# start of Supplied material

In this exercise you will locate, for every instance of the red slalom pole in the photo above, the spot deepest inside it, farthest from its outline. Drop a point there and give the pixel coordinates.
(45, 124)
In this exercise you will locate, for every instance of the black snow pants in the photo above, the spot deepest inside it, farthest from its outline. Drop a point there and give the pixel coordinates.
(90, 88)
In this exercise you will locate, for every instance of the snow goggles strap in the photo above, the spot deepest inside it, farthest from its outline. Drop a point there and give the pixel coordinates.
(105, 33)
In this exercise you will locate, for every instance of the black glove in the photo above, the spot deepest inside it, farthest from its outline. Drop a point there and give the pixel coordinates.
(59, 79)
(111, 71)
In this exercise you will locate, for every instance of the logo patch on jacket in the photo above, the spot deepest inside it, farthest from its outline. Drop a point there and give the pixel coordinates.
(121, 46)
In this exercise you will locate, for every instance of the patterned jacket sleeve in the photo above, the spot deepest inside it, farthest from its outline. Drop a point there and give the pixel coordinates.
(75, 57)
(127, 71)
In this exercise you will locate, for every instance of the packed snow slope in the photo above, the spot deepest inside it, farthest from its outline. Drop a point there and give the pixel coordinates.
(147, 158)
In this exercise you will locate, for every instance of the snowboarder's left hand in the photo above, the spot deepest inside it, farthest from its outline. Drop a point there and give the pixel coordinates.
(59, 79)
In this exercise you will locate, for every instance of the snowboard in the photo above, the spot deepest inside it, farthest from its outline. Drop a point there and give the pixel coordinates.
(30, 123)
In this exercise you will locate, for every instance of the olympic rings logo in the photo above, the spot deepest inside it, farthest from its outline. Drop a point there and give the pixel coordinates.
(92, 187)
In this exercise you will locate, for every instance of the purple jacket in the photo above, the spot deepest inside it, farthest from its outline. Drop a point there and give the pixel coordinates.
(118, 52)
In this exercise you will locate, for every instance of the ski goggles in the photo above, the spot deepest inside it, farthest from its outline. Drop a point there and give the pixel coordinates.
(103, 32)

# end of Supplied material

● Goal: Replace "Drop a point" with "Place a marker" in everything from the line containing "of the patterned" down to the last line, changing nothing else. Can you return only those lines?

● Solution for this exercise:
In this exercise you will locate, for every instance of the patterned jacket sleeve in the photo above, the spot deepest inside it, farthest from its outline. Place a marker there and give the pixel coordinates.
(75, 57)
(127, 71)
In this exercise you will locate, for every instance of the packed snow slope in the photo above, the spot deepest inside it, farthest from its outline. Place a marker there and give the pixel coordinates.
(147, 158)
In this exercise you will locate, for every instance of the snowboarder's left hand in the photo above, the spot deepest inside it, farthest from its outline. Place a marker there and give the pixel coordinates.
(59, 79)
In this exercise you will locate, for every instance of the snowboard in the photo above, the spot deepest inside it, farthest from its outline. Place a marker there and give the pixel coordinates.
(30, 123)
In this exercise you will locate, for every instance of the olympic rings logo in the photo above, the spot deepest inside it, farthest from its outline. Place a marker there and give the pixel coordinates.
(92, 187)
In this exercise you will locate, for every instance of the purple jacket in the photo above, the spot deepest inside it, farthest from its outline. Place a marker there and give the pixel coordinates.
(118, 52)
In this exercise you will locate, for every instance of the ski goggles in the photo above, the spot deepest inside it, farthest from its outline. Place a marker there and give the pixel coordinates.
(103, 32)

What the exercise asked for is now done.